Task statement => Exactly reproduce the lines beginning with the line that includes "Q: Point out each instance of the ibex in" and ending with the last line of the data.

Material supplied =>
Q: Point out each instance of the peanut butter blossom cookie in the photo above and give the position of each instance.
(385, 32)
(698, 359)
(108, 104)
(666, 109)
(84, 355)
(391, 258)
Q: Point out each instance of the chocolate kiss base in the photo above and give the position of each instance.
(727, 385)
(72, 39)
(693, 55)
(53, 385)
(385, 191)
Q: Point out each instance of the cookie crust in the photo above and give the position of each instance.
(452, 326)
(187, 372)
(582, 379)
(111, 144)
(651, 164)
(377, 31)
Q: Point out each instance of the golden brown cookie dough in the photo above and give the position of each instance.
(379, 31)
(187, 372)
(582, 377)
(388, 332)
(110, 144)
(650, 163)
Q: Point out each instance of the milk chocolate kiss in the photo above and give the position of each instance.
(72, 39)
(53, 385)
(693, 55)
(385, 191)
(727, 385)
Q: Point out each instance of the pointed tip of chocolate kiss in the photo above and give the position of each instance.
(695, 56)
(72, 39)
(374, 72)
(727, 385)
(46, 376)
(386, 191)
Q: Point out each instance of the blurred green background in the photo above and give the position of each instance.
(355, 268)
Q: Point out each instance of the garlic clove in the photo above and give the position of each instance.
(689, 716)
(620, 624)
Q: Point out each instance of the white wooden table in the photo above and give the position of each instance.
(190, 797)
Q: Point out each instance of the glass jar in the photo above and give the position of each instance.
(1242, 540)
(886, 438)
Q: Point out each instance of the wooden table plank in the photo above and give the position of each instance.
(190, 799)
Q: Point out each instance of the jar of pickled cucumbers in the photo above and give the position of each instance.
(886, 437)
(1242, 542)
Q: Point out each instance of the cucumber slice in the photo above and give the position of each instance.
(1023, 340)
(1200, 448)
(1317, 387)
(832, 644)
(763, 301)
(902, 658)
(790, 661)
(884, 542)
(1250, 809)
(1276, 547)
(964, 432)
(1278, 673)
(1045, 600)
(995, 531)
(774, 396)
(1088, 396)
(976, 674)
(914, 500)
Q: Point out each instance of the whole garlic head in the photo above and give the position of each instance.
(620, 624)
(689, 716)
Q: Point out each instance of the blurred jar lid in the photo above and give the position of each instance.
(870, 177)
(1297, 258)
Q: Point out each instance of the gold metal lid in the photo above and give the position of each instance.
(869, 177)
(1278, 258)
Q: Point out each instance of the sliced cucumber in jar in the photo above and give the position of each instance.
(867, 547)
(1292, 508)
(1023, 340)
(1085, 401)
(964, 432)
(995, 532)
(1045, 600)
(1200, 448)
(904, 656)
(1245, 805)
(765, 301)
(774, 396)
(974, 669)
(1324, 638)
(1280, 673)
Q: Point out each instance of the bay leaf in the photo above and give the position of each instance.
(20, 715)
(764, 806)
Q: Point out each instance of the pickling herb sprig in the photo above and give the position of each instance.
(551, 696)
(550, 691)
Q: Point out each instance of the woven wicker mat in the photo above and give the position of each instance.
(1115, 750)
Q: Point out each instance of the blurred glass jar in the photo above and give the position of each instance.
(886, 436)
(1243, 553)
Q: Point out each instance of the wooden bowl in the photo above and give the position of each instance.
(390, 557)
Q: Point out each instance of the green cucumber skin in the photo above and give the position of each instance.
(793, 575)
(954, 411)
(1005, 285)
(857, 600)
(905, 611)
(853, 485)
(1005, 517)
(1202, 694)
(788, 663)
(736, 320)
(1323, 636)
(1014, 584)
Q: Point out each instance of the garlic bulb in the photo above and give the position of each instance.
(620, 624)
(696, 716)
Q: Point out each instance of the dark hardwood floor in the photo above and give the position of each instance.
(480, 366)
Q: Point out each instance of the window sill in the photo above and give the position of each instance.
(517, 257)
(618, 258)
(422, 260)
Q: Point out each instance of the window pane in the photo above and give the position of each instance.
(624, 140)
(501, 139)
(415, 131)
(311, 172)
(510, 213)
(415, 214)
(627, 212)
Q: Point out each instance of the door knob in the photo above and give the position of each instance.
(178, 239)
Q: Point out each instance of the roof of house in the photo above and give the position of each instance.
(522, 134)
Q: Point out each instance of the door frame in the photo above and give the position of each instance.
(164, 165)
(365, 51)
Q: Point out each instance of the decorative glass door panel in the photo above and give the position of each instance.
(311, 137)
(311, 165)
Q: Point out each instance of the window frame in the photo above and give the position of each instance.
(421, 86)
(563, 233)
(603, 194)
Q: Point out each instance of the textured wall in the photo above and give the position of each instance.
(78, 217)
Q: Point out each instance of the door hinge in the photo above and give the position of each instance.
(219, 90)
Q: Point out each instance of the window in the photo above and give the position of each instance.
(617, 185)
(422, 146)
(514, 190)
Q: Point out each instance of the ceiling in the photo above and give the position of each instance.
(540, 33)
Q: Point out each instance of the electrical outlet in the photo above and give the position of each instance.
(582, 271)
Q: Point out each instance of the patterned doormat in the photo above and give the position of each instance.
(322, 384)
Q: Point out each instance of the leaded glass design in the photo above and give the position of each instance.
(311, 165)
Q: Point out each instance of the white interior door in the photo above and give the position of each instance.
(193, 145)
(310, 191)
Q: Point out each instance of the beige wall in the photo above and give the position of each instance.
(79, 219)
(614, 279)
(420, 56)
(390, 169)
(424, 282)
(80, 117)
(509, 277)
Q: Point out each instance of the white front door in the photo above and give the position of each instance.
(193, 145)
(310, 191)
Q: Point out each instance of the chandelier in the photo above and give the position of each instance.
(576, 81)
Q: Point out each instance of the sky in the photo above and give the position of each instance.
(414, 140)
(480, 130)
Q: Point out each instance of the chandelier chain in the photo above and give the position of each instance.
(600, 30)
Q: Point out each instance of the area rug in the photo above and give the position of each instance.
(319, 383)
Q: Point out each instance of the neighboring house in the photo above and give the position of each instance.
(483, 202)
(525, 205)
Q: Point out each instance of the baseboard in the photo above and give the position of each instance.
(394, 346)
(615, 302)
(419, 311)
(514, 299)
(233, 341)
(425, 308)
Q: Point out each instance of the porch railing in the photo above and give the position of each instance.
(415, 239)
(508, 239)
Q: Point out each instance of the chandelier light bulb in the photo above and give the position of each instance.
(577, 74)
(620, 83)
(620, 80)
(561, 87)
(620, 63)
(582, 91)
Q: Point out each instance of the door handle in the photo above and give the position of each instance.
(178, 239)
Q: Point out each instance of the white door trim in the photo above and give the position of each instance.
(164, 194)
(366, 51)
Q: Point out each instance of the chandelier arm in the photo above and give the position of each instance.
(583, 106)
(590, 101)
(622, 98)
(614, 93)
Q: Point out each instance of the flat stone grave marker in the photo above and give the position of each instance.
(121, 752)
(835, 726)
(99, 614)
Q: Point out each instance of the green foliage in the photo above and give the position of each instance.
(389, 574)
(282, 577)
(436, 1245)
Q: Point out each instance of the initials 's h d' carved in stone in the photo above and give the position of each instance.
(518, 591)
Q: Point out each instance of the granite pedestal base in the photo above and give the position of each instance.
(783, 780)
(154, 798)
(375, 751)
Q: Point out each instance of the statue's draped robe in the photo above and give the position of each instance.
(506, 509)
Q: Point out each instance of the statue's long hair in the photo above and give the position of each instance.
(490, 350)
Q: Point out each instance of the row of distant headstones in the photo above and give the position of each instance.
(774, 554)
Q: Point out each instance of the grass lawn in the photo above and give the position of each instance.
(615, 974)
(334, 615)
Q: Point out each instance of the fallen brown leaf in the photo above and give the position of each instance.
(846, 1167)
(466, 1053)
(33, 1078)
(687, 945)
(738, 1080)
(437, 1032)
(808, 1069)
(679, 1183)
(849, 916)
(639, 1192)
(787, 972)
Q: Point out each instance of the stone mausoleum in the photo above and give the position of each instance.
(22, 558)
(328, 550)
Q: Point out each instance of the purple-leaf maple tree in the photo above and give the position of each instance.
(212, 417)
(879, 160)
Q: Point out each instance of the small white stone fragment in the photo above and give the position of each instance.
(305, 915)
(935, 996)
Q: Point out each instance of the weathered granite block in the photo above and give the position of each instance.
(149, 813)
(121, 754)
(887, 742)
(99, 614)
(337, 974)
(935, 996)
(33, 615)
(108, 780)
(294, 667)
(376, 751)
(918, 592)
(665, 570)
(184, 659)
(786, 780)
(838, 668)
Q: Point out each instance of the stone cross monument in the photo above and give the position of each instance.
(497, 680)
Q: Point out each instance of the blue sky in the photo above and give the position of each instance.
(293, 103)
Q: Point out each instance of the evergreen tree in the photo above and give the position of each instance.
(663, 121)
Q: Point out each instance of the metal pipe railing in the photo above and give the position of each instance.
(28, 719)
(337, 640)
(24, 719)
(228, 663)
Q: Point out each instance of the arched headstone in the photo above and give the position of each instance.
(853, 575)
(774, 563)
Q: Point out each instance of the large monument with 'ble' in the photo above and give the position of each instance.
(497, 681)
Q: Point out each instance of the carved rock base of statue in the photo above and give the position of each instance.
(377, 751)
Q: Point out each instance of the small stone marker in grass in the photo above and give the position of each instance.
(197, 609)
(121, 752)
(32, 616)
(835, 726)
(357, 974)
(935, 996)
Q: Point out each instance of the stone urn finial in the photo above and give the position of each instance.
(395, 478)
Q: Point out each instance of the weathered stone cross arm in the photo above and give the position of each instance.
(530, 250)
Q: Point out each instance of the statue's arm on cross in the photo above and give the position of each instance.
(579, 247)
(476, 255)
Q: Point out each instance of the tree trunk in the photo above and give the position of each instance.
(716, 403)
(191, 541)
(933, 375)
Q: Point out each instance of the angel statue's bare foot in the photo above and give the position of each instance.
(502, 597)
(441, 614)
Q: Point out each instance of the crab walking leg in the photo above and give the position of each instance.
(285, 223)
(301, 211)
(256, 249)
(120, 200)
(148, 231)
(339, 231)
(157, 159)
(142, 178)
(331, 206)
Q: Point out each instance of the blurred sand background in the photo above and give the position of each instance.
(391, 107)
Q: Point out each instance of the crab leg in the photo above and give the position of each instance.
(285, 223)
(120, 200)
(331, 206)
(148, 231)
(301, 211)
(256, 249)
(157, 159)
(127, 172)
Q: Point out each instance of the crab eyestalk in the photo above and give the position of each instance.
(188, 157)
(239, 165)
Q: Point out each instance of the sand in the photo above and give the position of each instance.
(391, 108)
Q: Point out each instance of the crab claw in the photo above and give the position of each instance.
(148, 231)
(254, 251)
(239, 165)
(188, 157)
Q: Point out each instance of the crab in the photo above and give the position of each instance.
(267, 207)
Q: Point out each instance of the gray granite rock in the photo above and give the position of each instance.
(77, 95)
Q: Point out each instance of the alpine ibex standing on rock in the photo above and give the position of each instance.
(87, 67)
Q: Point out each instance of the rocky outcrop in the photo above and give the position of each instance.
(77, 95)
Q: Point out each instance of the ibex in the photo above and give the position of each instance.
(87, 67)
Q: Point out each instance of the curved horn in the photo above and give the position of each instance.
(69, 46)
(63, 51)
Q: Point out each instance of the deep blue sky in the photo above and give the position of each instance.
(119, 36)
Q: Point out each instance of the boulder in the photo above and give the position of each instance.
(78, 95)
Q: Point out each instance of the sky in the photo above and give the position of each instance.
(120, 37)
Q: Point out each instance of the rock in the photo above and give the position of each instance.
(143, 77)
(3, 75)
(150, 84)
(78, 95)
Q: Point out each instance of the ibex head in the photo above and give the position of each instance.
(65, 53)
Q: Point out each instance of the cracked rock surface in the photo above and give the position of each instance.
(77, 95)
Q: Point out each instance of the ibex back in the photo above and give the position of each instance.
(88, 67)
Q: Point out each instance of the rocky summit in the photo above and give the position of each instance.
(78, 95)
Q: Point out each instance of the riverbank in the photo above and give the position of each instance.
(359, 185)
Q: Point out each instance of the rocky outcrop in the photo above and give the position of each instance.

Finished exercise =>
Q: Point out each instance of the ibex in the photo above and give the position of each instance.
(87, 67)
Q: Point out each instance of the curved horn in the photo above and give the position of each instance.
(69, 46)
(63, 51)
Q: Point out each instance of the deep blue sky in the photo above and give the position of each instance.
(119, 36)
Q: Point out each instance of the boulder in the photo above and give the position of each instance.
(78, 95)
Q: Point out each instance of the sky in the photo above and give the position of each instance.
(120, 37)
Q: Point out each instance of the rock in the photo above and give the position of each instance.
(143, 77)
(3, 75)
(150, 84)
(78, 95)
Q: Point out each instance of the ibex head in the photo above and give the position of each instance.
(65, 53)
Q: Point out each instance of the cracked rock surface in the photo above and give the position of each instance.
(77, 95)
Q: Point out each instance of the ibex back in the photo above and give the position of each instance.
(88, 67)
Q: Point out each instance of the rocky summit in the photo above and give the position of each instance.
(78, 95)
Q: Point out each instance of the riverbank in the photo above and give the position of each instance.
(359, 185)
Q: Point out each instance of the rocky outcrop in the photo above and give the position of each instance.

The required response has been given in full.